• DATA FOR THE TASK:
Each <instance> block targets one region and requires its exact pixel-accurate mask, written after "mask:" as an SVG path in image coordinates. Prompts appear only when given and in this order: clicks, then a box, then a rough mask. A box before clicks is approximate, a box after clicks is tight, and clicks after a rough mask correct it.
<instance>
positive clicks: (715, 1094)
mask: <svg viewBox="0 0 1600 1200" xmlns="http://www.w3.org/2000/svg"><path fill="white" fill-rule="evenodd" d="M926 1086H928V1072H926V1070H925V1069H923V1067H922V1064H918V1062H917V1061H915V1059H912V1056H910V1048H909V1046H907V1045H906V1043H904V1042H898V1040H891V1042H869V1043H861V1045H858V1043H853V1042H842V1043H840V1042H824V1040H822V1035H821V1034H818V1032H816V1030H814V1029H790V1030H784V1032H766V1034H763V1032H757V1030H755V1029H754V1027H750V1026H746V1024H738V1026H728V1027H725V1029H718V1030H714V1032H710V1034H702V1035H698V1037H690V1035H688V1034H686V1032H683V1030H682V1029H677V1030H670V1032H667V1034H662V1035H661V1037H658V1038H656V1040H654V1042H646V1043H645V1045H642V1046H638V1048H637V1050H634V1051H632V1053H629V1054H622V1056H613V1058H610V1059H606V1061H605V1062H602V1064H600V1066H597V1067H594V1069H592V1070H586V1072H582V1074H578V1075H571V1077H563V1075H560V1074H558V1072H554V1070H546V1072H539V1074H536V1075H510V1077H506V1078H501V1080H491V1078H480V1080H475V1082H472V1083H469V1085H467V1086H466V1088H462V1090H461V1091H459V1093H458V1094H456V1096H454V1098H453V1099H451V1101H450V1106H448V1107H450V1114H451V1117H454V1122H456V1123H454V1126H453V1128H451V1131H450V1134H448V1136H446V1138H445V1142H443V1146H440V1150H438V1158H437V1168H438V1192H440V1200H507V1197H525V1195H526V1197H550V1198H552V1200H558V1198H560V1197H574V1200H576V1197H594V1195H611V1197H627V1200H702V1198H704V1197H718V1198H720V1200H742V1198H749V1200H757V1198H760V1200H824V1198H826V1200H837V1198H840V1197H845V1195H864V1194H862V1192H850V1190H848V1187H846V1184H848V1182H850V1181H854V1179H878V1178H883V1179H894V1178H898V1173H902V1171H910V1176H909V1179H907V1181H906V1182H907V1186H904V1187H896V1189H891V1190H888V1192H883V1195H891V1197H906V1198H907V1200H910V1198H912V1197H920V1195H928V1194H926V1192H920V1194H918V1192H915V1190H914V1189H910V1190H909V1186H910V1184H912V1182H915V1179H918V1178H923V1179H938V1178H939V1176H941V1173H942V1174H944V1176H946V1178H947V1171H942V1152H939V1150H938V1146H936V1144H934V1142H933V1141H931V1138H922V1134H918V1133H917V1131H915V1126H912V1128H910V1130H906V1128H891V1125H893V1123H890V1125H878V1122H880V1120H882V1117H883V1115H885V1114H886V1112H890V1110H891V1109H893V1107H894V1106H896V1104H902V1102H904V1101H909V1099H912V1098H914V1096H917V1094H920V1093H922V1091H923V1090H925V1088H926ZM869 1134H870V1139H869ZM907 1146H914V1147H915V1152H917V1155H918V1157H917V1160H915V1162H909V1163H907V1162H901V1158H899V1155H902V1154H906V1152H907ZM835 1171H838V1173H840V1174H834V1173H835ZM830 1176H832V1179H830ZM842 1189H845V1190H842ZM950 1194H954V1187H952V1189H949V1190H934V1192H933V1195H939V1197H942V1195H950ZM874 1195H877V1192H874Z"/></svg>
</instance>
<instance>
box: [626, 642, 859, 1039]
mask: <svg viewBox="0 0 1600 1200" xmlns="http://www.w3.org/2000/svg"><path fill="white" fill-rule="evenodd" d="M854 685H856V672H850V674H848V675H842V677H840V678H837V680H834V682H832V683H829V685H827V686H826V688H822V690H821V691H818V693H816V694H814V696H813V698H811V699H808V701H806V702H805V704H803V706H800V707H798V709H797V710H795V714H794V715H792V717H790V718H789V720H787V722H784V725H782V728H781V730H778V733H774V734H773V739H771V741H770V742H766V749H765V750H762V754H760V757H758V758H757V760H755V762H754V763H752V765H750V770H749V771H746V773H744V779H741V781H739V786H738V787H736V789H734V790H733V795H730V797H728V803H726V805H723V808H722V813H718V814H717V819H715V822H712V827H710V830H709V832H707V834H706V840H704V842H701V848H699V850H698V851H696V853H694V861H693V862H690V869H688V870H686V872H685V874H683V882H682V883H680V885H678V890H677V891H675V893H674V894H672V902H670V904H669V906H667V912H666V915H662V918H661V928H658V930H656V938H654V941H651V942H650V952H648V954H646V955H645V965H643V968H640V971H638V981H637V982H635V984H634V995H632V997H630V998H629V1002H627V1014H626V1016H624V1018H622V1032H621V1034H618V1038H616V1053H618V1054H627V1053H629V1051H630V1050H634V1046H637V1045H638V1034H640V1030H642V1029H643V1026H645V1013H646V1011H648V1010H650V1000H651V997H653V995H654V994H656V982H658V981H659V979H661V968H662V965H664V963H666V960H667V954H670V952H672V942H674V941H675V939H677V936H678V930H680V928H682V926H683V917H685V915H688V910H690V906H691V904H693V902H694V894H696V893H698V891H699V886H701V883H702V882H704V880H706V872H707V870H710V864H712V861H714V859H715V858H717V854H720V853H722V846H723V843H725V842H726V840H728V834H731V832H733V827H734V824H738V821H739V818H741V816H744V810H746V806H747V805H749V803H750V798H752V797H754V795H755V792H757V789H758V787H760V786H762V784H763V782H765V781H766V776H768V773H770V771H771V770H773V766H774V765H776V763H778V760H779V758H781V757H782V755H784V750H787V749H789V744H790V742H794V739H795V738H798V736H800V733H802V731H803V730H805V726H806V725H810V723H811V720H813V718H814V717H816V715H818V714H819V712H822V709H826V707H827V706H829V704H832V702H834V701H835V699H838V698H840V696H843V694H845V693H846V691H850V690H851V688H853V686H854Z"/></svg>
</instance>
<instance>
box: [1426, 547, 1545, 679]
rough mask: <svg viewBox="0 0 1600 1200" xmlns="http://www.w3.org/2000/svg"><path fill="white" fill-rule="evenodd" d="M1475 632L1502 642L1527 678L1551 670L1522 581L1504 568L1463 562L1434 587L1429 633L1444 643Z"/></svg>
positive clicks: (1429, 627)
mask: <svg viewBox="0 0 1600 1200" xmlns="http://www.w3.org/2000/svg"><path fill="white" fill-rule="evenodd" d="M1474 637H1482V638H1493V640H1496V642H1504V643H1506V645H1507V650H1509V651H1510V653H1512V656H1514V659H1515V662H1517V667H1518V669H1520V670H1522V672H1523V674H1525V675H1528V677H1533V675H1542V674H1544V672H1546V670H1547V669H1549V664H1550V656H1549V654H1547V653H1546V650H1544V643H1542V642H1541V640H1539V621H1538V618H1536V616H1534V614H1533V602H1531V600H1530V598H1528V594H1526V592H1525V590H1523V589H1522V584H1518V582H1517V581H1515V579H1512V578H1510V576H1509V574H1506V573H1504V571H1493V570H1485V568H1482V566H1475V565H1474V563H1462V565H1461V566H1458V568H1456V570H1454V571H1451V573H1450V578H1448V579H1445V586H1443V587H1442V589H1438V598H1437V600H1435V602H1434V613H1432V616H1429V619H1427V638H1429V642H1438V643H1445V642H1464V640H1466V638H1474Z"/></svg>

• PROBLEM DETAILS: Update the items above by replacing each occurrence of "positive clicks" with "foreground clicks". Leave all other text untouched.

• TASK RESULT:
Each <instance> block targets one region and requires its exact pixel-accurate mask, written after "mask:" as an SVG path in image coordinates. Prompts appear only when given and in this order: clicks, then a box, then a rough mask. A box before clicks is approximate, a box after clicks is tight, and clicks after a rough mask correct it.
<instance>
foreground clicks: (715, 1094)
mask: <svg viewBox="0 0 1600 1200" xmlns="http://www.w3.org/2000/svg"><path fill="white" fill-rule="evenodd" d="M926 1086H928V1072H926V1070H925V1069H923V1067H922V1064H918V1062H917V1061H915V1059H912V1056H910V1048H909V1046H907V1045H906V1043H904V1042H898V1040H891V1042H869V1043H861V1045H858V1043H853V1042H842V1043H840V1042H824V1040H822V1035H821V1034H818V1032H816V1030H814V1029H790V1030H784V1032H766V1034H763V1032H757V1030H755V1029H754V1027H750V1026H746V1024H738V1026H728V1027H725V1029H718V1030H714V1032H710V1034H702V1035H698V1037H690V1035H688V1034H686V1032H683V1030H682V1029H677V1030H670V1032H667V1034H662V1035H661V1037H658V1038H656V1040H654V1042H646V1043H645V1045H642V1046H638V1048H637V1050H634V1051H632V1053H629V1054H622V1056H613V1058H610V1059H606V1061H605V1062H602V1064H600V1066H597V1067H594V1069H592V1070H586V1072H582V1074H578V1075H571V1077H563V1075H560V1074H558V1072H554V1070H546V1072H539V1074H536V1075H510V1077H506V1078H501V1080H491V1078H480V1080H475V1082H472V1083H469V1085H467V1086H466V1088H462V1090H461V1091H459V1093H458V1094H456V1096H454V1098H453V1099H451V1101H450V1106H448V1107H450V1114H451V1117H454V1122H456V1123H454V1126H453V1128H451V1131H450V1134H448V1136H446V1138H445V1142H443V1146H440V1150H438V1158H437V1168H438V1192H440V1200H507V1197H525V1195H526V1197H550V1198H552V1200H558V1198H560V1197H574V1200H576V1197H594V1195H611V1197H627V1200H702V1198H704V1197H718V1198H720V1200H742V1198H749V1200H757V1198H760V1200H824V1198H826V1200H837V1198H840V1197H845V1195H864V1194H862V1192H850V1190H848V1187H846V1184H848V1182H850V1181H854V1179H878V1178H883V1179H894V1178H898V1173H902V1171H910V1176H909V1179H907V1181H906V1182H907V1186H904V1187H896V1189H891V1190H888V1192H883V1195H891V1197H906V1198H907V1200H910V1198H912V1197H920V1195H928V1194H926V1192H920V1194H918V1192H915V1190H914V1189H910V1190H909V1186H910V1184H912V1182H915V1179H918V1178H923V1179H938V1178H939V1176H941V1173H942V1174H944V1176H946V1178H947V1171H942V1152H939V1150H938V1146H936V1144H934V1142H933V1141H931V1138H922V1134H918V1133H917V1131H915V1126H912V1128H910V1130H906V1128H891V1125H893V1123H890V1125H878V1122H880V1120H882V1117H883V1115H885V1114H886V1112H890V1110H891V1109H893V1107H894V1106H896V1104H902V1102H904V1101H909V1099H912V1098H914V1096H917V1094H920V1093H922V1091H923V1090H925V1088H926ZM869 1134H870V1139H869ZM907 1146H914V1147H915V1152H917V1155H918V1157H917V1160H915V1162H909V1163H907V1162H901V1158H899V1155H902V1154H906V1152H907ZM835 1171H838V1173H840V1174H834V1173H835ZM830 1176H832V1179H830ZM842 1189H845V1190H842ZM950 1194H954V1187H952V1189H949V1190H934V1192H933V1195H939V1197H942V1195H950ZM874 1195H877V1192H874Z"/></svg>
</instance>
<instance>
box: [626, 642, 859, 1039]
mask: <svg viewBox="0 0 1600 1200" xmlns="http://www.w3.org/2000/svg"><path fill="white" fill-rule="evenodd" d="M854 685H856V672H850V674H848V675H842V677H840V678H837V680H834V682H832V683H829V685H827V686H826V688H822V690H821V691H818V693H816V694H814V696H813V698H811V699H808V701H806V702H805V704H803V706H800V707H798V709H797V710H795V714H794V715H792V717H790V718H789V720H787V722H784V725H782V728H781V730H778V733H774V734H773V739H771V741H770V742H766V749H765V750H762V754H760V757H758V758H757V760H755V762H754V763H752V765H750V770H749V771H746V773H744V779H741V781H739V786H738V787H736V789H734V790H733V795H730V797H728V803H726V805H723V808H722V813H718V814H717V819H715V822H712V827H710V830H709V832H707V834H706V840H704V842H701V848H699V850H698V851H696V853H694V861H693V862H690V869H688V870H686V872H685V874H683V882H682V883H680V885H678V890H677V891H675V893H674V894H672V902H670V904H669V906H667V912H666V915H662V918H661V928H658V930H656V938H654V941H651V942H650V952H648V954H646V955H645V965H643V968H640V971H638V981H637V982H635V984H634V995H632V997H630V998H629V1002H627V1014H626V1016H624V1018H622V1032H621V1034H618V1038H616V1053H618V1054H627V1053H629V1051H630V1050H634V1046H637V1045H638V1034H640V1030H642V1029H643V1026H645V1013H646V1011H648V1010H650V1000H651V997H653V995H654V994H656V982H658V981H659V979H661V968H662V965H664V963H666V960H667V954H670V952H672V942H674V941H675V939H677V936H678V930H680V928H682V926H683V917H685V915H688V910H690V906H691V904H693V902H694V894H696V893H698V891H699V886H701V883H702V882H704V880H706V872H707V870H710V864H712V861H714V859H715V858H717V854H720V853H722V846H723V843H725V842H726V840H728V834H731V832H733V827H734V824H738V821H739V818H741V816H744V810H746V806H747V805H749V803H750V798H752V797H754V795H755V792H757V789H758V787H760V786H762V784H763V782H765V781H766V776H768V773H770V771H771V770H773V766H774V765H776V763H778V760H779V758H781V757H782V755H784V750H787V749H789V744H790V742H794V739H795V738H798V736H800V733H802V731H803V730H805V726H806V725H810V723H811V720H813V718H814V717H816V715H818V714H819V712H822V709H826V707H827V706H829V704H832V702H834V701H835V699H838V698H840V696H843V694H845V693H846V691H850V690H851V688H853V686H854Z"/></svg>
</instance>
<instance>
box: [1426, 547, 1545, 679]
rough mask: <svg viewBox="0 0 1600 1200" xmlns="http://www.w3.org/2000/svg"><path fill="white" fill-rule="evenodd" d="M1475 632L1502 642L1527 678L1551 670L1522 581L1504 568L1463 562L1434 587L1429 633L1444 643Z"/></svg>
foreground clicks: (1429, 627)
mask: <svg viewBox="0 0 1600 1200" xmlns="http://www.w3.org/2000/svg"><path fill="white" fill-rule="evenodd" d="M1474 637H1482V638H1493V640H1496V642H1504V643H1506V645H1507V650H1509V651H1510V653H1512V656H1514V659H1515V662H1517V667H1518V669H1520V670H1522V672H1523V674H1525V675H1528V677H1533V675H1542V674H1544V672H1546V670H1547V669H1549V664H1550V656H1549V654H1547V653H1546V650H1544V643H1542V642H1541V640H1539V621H1538V618H1536V616H1534V614H1533V602H1531V600H1530V598H1528V594H1526V592H1525V590H1523V589H1522V584H1518V582H1517V581H1515V579H1512V578H1510V576H1509V574H1506V573H1504V571H1493V570H1485V568H1482V566H1475V565H1474V563H1462V565H1461V566H1458V568H1456V570H1454V571H1451V573H1450V578H1448V579H1445V586H1443V587H1442V589H1438V598H1437V600H1435V602H1434V613H1432V616H1429V619H1427V638H1429V642H1438V643H1445V642H1464V640H1466V638H1474Z"/></svg>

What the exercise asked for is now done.